● REQUIRED TASK:
Edit the records below by replacing "Indicate" with "Mark" everywhere it appears, leaving every other word unchanged.

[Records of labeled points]

----

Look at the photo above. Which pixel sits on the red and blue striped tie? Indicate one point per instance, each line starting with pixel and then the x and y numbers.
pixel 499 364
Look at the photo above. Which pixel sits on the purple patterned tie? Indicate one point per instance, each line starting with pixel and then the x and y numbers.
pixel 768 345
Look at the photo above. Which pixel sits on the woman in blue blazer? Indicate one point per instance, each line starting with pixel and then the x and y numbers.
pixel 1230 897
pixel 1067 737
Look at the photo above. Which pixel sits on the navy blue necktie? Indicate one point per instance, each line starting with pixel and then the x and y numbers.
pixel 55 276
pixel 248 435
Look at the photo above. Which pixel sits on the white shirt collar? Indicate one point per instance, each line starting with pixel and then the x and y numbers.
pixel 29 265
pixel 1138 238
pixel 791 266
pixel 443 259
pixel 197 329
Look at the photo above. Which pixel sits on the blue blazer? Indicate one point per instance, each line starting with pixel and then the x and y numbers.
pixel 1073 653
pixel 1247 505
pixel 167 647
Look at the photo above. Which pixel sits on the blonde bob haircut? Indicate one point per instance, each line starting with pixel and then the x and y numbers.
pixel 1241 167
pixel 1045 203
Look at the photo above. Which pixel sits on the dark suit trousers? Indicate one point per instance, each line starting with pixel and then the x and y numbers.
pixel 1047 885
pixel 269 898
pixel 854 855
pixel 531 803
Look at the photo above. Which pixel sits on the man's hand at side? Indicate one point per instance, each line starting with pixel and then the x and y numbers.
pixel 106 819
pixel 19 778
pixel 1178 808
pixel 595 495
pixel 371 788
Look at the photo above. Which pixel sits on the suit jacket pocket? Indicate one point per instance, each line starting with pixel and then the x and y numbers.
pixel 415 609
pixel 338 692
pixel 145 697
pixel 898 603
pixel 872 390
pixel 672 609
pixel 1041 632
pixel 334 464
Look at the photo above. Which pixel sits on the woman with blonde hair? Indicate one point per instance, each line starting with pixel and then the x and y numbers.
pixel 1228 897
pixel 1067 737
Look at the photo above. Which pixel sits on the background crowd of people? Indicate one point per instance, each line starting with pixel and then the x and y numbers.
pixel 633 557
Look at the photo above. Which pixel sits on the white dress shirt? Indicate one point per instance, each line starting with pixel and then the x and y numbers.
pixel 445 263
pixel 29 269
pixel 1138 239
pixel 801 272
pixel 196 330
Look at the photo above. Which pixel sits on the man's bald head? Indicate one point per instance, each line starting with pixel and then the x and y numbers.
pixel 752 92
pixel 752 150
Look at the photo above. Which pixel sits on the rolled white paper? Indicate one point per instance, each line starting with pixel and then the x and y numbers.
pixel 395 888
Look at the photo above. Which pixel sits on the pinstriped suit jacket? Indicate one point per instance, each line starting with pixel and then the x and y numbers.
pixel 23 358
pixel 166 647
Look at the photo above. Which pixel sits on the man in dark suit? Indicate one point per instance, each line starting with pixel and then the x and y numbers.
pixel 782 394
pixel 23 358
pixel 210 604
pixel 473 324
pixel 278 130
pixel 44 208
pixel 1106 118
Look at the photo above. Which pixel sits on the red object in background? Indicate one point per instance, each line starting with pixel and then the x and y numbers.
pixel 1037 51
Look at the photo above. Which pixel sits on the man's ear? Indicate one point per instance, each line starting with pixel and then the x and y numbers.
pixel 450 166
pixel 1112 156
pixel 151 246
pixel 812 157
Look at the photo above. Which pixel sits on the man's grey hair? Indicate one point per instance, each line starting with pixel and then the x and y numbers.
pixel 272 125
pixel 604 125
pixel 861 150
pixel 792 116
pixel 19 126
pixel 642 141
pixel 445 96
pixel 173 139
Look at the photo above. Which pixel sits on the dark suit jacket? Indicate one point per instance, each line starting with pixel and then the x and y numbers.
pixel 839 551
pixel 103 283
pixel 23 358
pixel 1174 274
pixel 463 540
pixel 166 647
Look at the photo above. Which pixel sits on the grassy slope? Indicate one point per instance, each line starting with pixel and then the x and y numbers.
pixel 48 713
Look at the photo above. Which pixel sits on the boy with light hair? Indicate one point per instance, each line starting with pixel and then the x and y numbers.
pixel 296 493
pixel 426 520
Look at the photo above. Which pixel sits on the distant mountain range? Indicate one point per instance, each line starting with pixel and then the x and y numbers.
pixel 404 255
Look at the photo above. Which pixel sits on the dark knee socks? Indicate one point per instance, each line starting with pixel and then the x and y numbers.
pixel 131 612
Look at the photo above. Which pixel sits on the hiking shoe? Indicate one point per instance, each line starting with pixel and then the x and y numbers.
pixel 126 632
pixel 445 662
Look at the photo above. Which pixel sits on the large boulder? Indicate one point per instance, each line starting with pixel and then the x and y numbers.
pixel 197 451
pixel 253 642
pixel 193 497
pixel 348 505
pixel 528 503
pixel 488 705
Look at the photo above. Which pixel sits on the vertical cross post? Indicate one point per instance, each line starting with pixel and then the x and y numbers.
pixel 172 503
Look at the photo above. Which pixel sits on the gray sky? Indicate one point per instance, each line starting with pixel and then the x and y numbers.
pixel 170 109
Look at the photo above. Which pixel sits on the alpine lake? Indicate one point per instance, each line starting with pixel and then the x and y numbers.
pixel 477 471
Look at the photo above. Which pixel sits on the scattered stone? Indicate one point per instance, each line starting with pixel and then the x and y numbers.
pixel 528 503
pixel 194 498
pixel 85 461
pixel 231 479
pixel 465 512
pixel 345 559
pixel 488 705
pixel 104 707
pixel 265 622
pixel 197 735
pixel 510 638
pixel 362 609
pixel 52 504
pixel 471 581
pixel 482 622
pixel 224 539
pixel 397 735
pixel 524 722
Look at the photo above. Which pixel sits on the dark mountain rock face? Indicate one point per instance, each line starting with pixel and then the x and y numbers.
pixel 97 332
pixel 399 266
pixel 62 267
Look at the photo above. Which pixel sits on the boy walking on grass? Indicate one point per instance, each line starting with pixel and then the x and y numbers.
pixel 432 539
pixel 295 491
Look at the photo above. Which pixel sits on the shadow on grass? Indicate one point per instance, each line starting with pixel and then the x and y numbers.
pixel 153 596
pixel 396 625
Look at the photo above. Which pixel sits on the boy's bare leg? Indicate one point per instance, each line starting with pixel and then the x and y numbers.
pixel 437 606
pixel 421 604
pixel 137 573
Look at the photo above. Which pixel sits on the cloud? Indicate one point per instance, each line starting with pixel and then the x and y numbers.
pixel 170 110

----

● WRITTEN ANSWER:
Look at the photo above. Which pixel sits on the red and blue striped tie? Mark one point per instance, each line starting with pixel and then the x and y numbers.
pixel 499 364
Look at the photo above. Which pixel sits on the purple patterned tie? Mark one point per instance, each line starting with pixel and then the x and y numbers.
pixel 768 345
Look at the photo above. Which pixel sits on the woman in blue blazer? Mark one point per instance, each line starting with pixel and then the x and y numbers.
pixel 1230 897
pixel 1067 737
Look at the photo above. Which pixel sits on the navy blue necktie? Mark one point per instance, each line starting with pixel and then the x and y numbers.
pixel 55 276
pixel 248 435
Look at the photo above. Which pixel sits on the white shirt collar? Mark one point per instance, each line starting with pixel and then the x and y numbers.
pixel 29 265
pixel 1138 238
pixel 791 266
pixel 443 259
pixel 197 329
Look at the photo above. Which pixel sits on the blue blazer? Mark one point per instance, each line starting with pixel and then the x and y numbers.
pixel 1073 653
pixel 1247 505
pixel 167 647
Look at the photo above. Which pixel sits on the blonde bob haircut? Mark one point per instance, each line starting with pixel and then the x and y numbers.
pixel 1241 167
pixel 1045 203
Look at the photo above. Which pixel sits on the dark suit trousers? Mark one point per instance, each line starting with pixel and then the x and y numbers.
pixel 1047 885
pixel 269 898
pixel 854 855
pixel 531 803
Look at the photo above. Which pixel sits on the man's hand at side? Mark one point per instance, each line starting with pixel and then the x and y numbers.
pixel 106 819
pixel 19 778
pixel 1178 808
pixel 595 495
pixel 371 788
Look at the photo above. Which pixel sits on the suit jacket pocket? Mark one point per instance, each line starting with pixel and then the x and y numbers.
pixel 415 609
pixel 338 692
pixel 145 697
pixel 898 603
pixel 872 390
pixel 672 609
pixel 1041 632
pixel 334 464
Look at the photo above. Which pixel sits on the woman with blonde hair? Mark one point per instance, each line starting with pixel and then the x and y numbers.
pixel 1228 897
pixel 1067 737
Look at the photo above. Which pixel sits on the background crowd of people? Mark one point per instance, each line starting with pixel and then the x and y numbers.
pixel 633 557
Look at the photo above. Which pixel sits on the white dress shirt? Mark one point per instance, each line starting with pixel and then the x and y numbers.
pixel 445 263
pixel 29 269
pixel 1138 239
pixel 801 272
pixel 196 330
Look at the photo above. Which pixel sits on the man's bald head? Mark one point per instance, each line starting with pixel and then the x and y numbers.
pixel 752 92
pixel 752 150
Look at the photo above. Which pixel sits on the rolled white paper? Mark one point per instance, each line starting with pixel and then the x and y numbers.
pixel 395 888
Look at the photo above. Which pixel sits on the pinstriped suit jacket? Mark one point per instance, each line starting with pixel and then the x and y numbers.
pixel 23 358
pixel 166 647
Look at the photo above. Which pixel sits on the man in dark suit? Mark one point per instance, each line starting with pixel and then the x and y numbers.
pixel 782 394
pixel 23 358
pixel 210 604
pixel 473 324
pixel 278 130
pixel 44 208
pixel 1106 118
Look at the photo above. Which pixel sits on the red object in background? Mark one point per instance, each line starting with pixel and then the x and y numbers.
pixel 1037 51
Look at the photo above. Which pixel sits on the man's ear? Mark one point per instance, each line starting with pixel and then the x and y numbers.
pixel 450 166
pixel 1112 156
pixel 151 246
pixel 812 157
Look at the photo above. Which pixel sits on the man's grey hair? Mark one point per instance, each line starting with pixel and then the x and y numbers.
pixel 272 125
pixel 604 125
pixel 861 150
pixel 792 116
pixel 19 126
pixel 642 141
pixel 445 96
pixel 173 139
Look at the photo above. Which pixel sits on the dark suit jacket? Mark one point per instance, each line starting with pixel and then the x and y numbers.
pixel 839 551
pixel 103 283
pixel 23 358
pixel 1174 274
pixel 463 540
pixel 166 647
Look at the photo above. Which pixel sits on the grassy slope? Mark one point per instance, each line starting with pixel and then the x and y numbers.
pixel 48 713
Look at the photo above. Which pixel sits on the boy with light hair? Mark one point per instance, each line starting with pixel and then the x and y numbers.
pixel 296 493
pixel 426 520
Look at the photo above. Which pixel sits on the distant mountain range? Mark one point per instance, each line starting with pixel and then the x and y numbers.
pixel 404 255
Look at the photo above. Which pixel sits on the dark knee socks? Mark one point per instance, each line starting with pixel and then the x and y numbers.
pixel 131 612
Look at the photo above. Which pixel sits on the hiking shoe? Mark one point per instance, each line starting with pixel and then the x and y numbers.
pixel 126 632
pixel 445 662
Look at the photo above. Which pixel sits on the large boulder? Mark one point per instance, each line starting with pixel and then the x and y numbers.
pixel 197 451
pixel 253 642
pixel 193 497
pixel 348 505
pixel 528 503
pixel 488 705
Look at the photo above. Which pixel sits on the vertical cross post? Mark one point per instance, each line starting with pixel and then the x and y numbers.
pixel 172 503
Look at the photo above. Which pixel sits on the gray sky? Mark one point per instance, each line starting with pixel and then the x and y numbers.
pixel 170 109
Look at the photo above. Which pixel sits on the alpine lake? Mark one point per instance, each line starting with pixel and then the x and y numbers.
pixel 477 471
Look at the photo above. Which pixel sits on the scattered stone? Mark one point per instance, each line starting with pixel and then the x and y numbers.
pixel 528 503
pixel 194 498
pixel 85 461
pixel 231 479
pixel 465 512
pixel 345 559
pixel 488 705
pixel 104 707
pixel 265 622
pixel 197 735
pixel 510 638
pixel 362 609
pixel 52 504
pixel 471 581
pixel 482 622
pixel 224 539
pixel 397 735
pixel 524 722
Look at the photo above. Which pixel sits on the dark mountain rock face? Mark one point per instance, each line starting with pixel and then the x and y numbers.
pixel 97 332
pixel 399 266
pixel 62 267
Look at the photo above. Which pixel sits on the boy walking on grass? Mark one point per instance, each line starting with pixel and then the x and y numbers.
pixel 432 539
pixel 295 491
Look at the photo above. Which pixel sits on the shadow on grass? Mark one point per instance, each line starting with pixel and then the x and y numbers.
pixel 153 596
pixel 396 625
Look at the photo above. Which pixel sits on the boy's bare leg? Mark one point per instance, each line starting with pixel and then the x and y numbers.
pixel 437 606
pixel 421 604
pixel 137 573
Look at the photo above. Which pixel sits on the cloud? Mark one point per instance, each line starting with pixel and then the x and y numbers.
pixel 170 110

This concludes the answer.